### PROMPT
Can you reproduce every one of the entries below word for word, line by line?

### MATERIAL FOR THIS EXERCISE
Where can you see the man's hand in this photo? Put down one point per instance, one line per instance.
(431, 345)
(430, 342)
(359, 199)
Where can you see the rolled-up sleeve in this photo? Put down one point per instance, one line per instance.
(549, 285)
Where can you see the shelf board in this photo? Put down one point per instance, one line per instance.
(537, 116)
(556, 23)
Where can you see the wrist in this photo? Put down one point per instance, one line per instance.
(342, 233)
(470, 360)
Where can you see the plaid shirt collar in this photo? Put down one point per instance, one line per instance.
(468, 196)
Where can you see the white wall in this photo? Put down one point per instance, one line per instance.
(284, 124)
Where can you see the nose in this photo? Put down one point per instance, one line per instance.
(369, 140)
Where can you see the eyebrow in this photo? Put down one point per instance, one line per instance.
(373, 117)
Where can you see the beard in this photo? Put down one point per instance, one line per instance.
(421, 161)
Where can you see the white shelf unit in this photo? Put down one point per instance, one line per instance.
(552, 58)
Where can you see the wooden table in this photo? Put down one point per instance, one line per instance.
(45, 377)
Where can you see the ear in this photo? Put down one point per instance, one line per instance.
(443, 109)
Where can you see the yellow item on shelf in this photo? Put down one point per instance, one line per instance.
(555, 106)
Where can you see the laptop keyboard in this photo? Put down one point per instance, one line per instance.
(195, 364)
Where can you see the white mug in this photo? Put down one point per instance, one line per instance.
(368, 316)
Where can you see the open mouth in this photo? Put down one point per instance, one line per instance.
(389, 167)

### IN RESPONSE
Where can you see the man's hand in this photo? Put down one point per instance, one line per instance.
(431, 345)
(430, 342)
(359, 199)
Where can you see the rolled-up sleeve in this photo? Put down one point per instance, one line per instance.
(549, 285)
Where can you see the shelf board in this photo? Put down one point per instance, one line per instance.
(537, 116)
(556, 23)
Where can you see the wrist in this photo? Put down one point per instance, one line per instance.
(342, 233)
(470, 360)
Where can you see the plaid shirt collar in this photo? Put down one point per instance, one line per instance.
(468, 196)
Where can you see the white wall in this photo? Put down one point per instance, one line per instance.
(284, 124)
Where can you see the nose in this photo? Put down one point per instance, one line per instance.
(369, 140)
Where can you see the eyebrow in this photo? Put down one point per instance, one line per instance.
(373, 117)
Where can you see the beard in this photo? Put down one point per instance, one line per instance.
(421, 161)
Where can you see the white shelf unit in this photo? Put down one point per instance, one line per instance.
(552, 58)
Where can you see the wooden table in this photo? Put down one point per instance, one line per instance.
(45, 377)
Where can you see the ear in this photo? Put down one point per instance, one line per instance.
(443, 109)
Where can you see the yellow item on shelf in this photo? Put down one point per instance, one line per instance.
(555, 106)
Where can you see the laptop keyboard in this photo? Put down one point per instance, one line per instance.
(195, 364)
Where can you see the white mug in this photo? Put down one point per instance, one line per instance.
(368, 316)
Where can you see the open mouth in this photo? Put down one point per instance, one line per instance.
(389, 167)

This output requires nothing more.